• GOAL OF THE EXERCISE: Exactly reproduce the lines from the one holding "Query: horse's head" through the final line of the listing below, with both ends included and nothing else.

• EXTRACTED ENTRIES:
★ ★ ★ ★ ★ ★ ★

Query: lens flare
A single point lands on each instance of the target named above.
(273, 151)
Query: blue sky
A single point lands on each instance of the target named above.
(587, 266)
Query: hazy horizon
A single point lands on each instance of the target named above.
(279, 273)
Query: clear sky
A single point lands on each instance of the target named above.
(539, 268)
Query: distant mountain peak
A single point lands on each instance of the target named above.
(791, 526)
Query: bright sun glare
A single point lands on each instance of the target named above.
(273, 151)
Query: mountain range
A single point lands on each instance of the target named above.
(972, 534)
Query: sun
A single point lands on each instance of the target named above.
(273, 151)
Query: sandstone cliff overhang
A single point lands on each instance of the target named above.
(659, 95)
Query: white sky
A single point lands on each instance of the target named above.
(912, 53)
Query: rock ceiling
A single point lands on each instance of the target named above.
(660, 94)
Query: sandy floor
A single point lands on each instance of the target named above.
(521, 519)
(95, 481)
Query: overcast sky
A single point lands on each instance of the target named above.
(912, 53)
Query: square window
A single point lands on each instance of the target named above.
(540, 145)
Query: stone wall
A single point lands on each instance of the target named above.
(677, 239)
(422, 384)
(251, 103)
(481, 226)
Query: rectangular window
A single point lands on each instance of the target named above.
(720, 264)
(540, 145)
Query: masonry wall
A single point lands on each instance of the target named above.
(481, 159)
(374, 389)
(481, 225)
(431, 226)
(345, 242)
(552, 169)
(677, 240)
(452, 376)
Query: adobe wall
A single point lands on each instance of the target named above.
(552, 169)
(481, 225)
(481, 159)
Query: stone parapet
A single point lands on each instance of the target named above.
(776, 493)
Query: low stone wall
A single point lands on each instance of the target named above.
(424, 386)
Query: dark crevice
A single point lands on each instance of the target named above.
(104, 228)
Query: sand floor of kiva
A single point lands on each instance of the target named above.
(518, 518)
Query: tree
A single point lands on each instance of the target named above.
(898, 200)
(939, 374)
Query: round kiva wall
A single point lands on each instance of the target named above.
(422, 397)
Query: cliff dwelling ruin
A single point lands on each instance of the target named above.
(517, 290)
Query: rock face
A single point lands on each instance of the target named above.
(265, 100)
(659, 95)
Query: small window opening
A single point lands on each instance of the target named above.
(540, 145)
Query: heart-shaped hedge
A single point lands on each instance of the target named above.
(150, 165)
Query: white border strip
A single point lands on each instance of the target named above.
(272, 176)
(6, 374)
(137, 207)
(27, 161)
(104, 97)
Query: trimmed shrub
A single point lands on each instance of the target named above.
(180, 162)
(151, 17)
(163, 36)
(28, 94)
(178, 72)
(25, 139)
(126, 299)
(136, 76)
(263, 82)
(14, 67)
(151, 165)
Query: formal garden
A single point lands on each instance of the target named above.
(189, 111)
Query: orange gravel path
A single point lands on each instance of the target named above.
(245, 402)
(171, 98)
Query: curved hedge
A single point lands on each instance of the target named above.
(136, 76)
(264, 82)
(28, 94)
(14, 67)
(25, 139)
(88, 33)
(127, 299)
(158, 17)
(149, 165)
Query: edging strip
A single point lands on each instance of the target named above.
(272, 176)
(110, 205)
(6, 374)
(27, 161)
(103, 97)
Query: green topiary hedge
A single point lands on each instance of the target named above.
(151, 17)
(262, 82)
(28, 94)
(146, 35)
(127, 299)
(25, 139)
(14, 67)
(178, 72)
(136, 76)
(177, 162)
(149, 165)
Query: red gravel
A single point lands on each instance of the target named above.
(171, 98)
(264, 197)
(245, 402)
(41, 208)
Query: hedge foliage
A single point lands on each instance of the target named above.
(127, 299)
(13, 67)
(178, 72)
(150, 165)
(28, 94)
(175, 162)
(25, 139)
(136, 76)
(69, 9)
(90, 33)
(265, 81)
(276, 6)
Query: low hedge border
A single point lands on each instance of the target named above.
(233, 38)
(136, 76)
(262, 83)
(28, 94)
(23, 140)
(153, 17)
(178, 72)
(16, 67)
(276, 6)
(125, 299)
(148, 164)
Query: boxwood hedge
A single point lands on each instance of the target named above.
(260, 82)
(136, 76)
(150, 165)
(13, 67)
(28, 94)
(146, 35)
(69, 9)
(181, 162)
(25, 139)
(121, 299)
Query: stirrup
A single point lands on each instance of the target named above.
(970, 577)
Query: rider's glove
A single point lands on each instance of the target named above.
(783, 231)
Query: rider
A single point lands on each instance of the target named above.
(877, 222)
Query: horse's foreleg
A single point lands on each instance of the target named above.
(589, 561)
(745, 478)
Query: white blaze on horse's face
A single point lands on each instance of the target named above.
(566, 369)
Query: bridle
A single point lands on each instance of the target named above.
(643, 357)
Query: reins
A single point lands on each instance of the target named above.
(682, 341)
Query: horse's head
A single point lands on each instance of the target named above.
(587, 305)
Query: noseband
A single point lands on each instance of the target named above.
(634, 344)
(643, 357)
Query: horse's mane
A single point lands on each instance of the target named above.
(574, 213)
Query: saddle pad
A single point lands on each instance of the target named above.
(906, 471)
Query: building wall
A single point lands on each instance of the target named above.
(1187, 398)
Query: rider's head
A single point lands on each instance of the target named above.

★ ★ ★ ★ ★ ★ ★

• EXPECTED ANSWER:
Query: horse's head
A single point lands on each instance of the target named above.
(587, 305)
Query: noseband
A single point lands on each instance of the target named above.
(634, 344)
(643, 357)
Query: horse's mane
A single point lands on each instance of the target named above.
(574, 213)
Query: saddle pad
A single point lands on each instance of the target named above.
(906, 471)
Query: building wall
A single point lands on each instance of the target named above.
(1187, 398)
Query: rider's head
A single point lands on each instance of the target named above.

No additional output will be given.